Consegne dell'esercizio >>
**a.** Nella frase del testo di riferimento che comincia con «Aumentiamo il numero di telecamere», quali risposte del mondo adulto vengono elencate? Riportale tutte.
**b.** Secondo il testo di riferimento, che posto occupa il suicidio tra le cause di morte dei giovani tra i 15 e i 24 anni?

Testo di riferimento >>
* * * *

Adolescenti e giovani, segnali di fumo

Capita che qualche ragazzino sfregi gli arredi urbani appena installati dall’Amministrazione Comunale.
Capita che gruppi di preadolescenti si diano appuntamento via Social in luoghi in cui scatenare risse furibonde.
Capita che bande di giovanissimi aggrediscano coetanei inermi per portargli via cellulari e portafogli.
Capita – ma non finiscono sui giornali, perciò ne siamo poco informati – che ragazzi fino a ieri docili ed educati, dai voti sempre altissimi, non riescano più ad uscire di casa, nemmeno per andare a scuola.
Capita che i ragazzi si feriscano, smettano di mangiare, sfoghino la loro rabbia in riti collettivi o individuali di bullismo, fisici o virtuali.
La responsabilità è personale, nessuno mette in dubbio che i responsabili di questi atti debbano essere individuati e resi consapevoli del male fatto e richiesti di pentimento e atti di riparazione.
Ma qual è la risposta del mondo adulto a questi segnali di malessere, evidenti richieste di aiuto che i bambini, i ragazzi ci lanciano?
Aumentiamo il numero di telecamere sul territorio, colpevolizziamo le famiglie, scarichiamo nuove “educazioni” sulla scuola, inventiamo nuove leggi contro il cyberbullismo e il revenge-porn…
Non basta, non possiamo continuare a praticare la politica delle “viti storte che necessitano di pali dritti e fili di ferro robusti per essere raddrizzate e divenire conformi a un ideale di giusta normalità”, come fa notare Massimo Recalcati.

A Milano, nel primo giorno di scuola del settembre scorso, 3 ragazzi si sono buttati dalla finestra, una sola è sopravvissuta. Il suicidio è la seconda causa di morte nei giovani tra i 15 e i 24 anni, l’autolesionismo colpisce 1 ragazzo su 5 in Europa.
Questo ci spaventa, allora cerchiamo di medicalizzare i problemi, come se ad ogni comportamento appena sopra – o sotto – le asticelle di una normalità decisa per loro da noi, debba per forza corrispondere una malattia, una sindrome, un deficit che metta in pace la nostra coscienza di adulti.
Non possiamo più eludere la domanda, la richiesta di aiuto, di essere visti, ascoltati, accompagnati, che quelle sfide sguaiate, estreme ci buttano addosso.
Se non altro per rispetto al bambino che siamo stati e che forse è proprio ciò che cerchiamo di dimenticare, invece di prendercene cura.

* * * *

Estratti dei dati >>
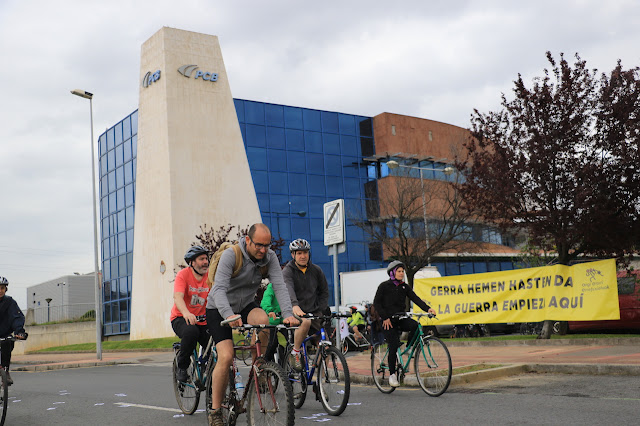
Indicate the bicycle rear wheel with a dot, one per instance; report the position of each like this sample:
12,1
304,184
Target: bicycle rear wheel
4,395
187,395
432,364
270,399
298,379
380,367
334,383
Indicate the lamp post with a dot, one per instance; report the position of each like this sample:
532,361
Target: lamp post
98,302
392,164
48,299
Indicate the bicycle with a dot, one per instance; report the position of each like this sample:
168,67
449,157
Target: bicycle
432,362
188,393
4,389
333,384
268,396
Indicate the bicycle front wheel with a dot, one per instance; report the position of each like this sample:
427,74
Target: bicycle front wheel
334,383
380,367
432,364
270,399
187,395
4,395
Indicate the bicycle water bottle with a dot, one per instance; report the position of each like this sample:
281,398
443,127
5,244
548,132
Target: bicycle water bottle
239,384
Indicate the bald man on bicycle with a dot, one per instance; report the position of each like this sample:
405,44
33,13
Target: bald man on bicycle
390,299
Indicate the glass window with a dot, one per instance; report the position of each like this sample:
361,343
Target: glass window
239,109
331,143
347,124
126,128
127,150
311,119
278,184
297,183
313,141
277,160
275,137
292,118
134,122
274,115
332,165
260,181
295,140
315,184
315,163
257,158
296,161
254,112
349,145
330,122
255,135
334,187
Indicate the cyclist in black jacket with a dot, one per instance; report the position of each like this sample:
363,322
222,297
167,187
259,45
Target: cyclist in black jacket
11,321
390,299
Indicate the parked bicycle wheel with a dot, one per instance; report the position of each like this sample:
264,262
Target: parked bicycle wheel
4,394
243,355
187,395
270,400
298,381
380,367
334,383
432,364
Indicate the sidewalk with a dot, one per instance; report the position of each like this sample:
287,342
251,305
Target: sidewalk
579,356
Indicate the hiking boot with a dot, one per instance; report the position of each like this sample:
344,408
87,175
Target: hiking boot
181,375
295,361
215,418
393,381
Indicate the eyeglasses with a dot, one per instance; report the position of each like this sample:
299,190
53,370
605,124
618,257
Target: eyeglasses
260,246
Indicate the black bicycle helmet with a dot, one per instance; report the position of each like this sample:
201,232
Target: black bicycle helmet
393,265
193,252
299,245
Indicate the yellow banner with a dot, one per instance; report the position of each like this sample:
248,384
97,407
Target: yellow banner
587,291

* * * *

Soluzioni in ordine >>
**a.**
- Aumentare il numero di telecamere sul territorio
- Colpevolizzare le famiglie
- Scaricare nuove "educazioni" sulla scuola
- Inventare nuove leggi contro il cyberbullismo e il revenge-porn

**b.** È la seconda causa di morte.